• Your instructions
In the restaurant industry analysis below, what service is named as one some restaurants have used to augment their typical indoor dining business?

• Excerpted text
FMG Industry Analysis: The Dichotomy of Restaurant Performance During a Pandemic
Updated: Mar 1, 2021
This week we continue our industry analysis series with a look at the restaurant and dining industry. These are the topics we covered previously:
Part 1: Crop Farming
In addition to the normal stresses that restaurants experience, 2020 and 2021 have posed unique challenges. Typically when Focus Management Group works with a restaurant, we are concerned about food costs and labor costs, and changing consumer tastes and demographics. Those concerns still exist and have been aggravated by Covid-19 shutdowns and lockdowns, and the work from home and new normal trends.
Today we need to build on our normal playbook for restaurant recovery to address these new issues.
Type of Restaurant
The type of restaurant has been a key factor contributing to success or failure in 2020 and 2021. The impact on white tablecloth restaurants is different that the impact on fast-casual, and the impact on fast food locations. Chains and franchisees are impacted differently than privately owned restaurants.
A restaurant that relies on people dining at the facility has been the most impacted. Reopening strategies that only allow 25% or even 50% occupancy do not work with the cost structure of a dine-in operation. Some restaurants have been able to use outdoor dining, take-out and delivery, or a service like Goldbelly to augment the typical indoor dining business.
Many fast-casual and privately owned businesses have invested in a more robust online ordering presence and have encouraged existing and new customers to convert to curbside pick-up rather than drive through.
Chains have granted cost reductions to their franchisees, and have closed certain underperforming locations. The individual operators have not had access to that same playbook for cost reductions.
There are significantly different impacts on restaurants by state and even within a state, by city versus outer areas.
FMG has experienced the closure of many of its favorite city based restaurants. For example, several of our favorite restaurants to enjoy with our banker friends in Minneapolis permanently closed. And a real gem of a restaurant in St Louis struggled through to early December and then it also permanently closed.
That story is being repeated across the country and impacts across the type of the restaurant. The impact is clearly geographically based and impacted by the WFH movement and closed offices and retail spaces, in addition to the lockdowns.
Between states there are significant differences. In Florida the restaurants have been open and have better access to outdoor dining. In Chicago restaurants made use of as much outdoor space as possible but then the cold winter hit. In California restaurants were scheduled to reopen just before Thanksgiving, and after the food had been ordered in, California went back to a lock down and the food was lost and employees were negatively impacted.
It has been difficult for some operators to find people willing to work, and to provide those willing to work with enough hours for the person to make a living. Operators are needing to be even more creative than usual with staff management – planning the open hours, the staffing needs during peak or limited peak periods, and sourcing the personnel.

(Dataset entries)
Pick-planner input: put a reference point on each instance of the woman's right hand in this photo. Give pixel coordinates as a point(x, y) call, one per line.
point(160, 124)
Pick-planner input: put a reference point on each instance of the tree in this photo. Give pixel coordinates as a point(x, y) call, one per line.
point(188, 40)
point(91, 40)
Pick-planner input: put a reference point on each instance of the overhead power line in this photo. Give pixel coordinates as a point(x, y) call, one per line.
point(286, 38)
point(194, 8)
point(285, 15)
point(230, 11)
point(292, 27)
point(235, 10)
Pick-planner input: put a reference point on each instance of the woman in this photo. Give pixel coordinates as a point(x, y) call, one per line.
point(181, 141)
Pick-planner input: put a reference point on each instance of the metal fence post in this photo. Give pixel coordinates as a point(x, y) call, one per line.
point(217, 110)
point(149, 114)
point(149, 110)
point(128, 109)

• Exercise solution
Goldbelly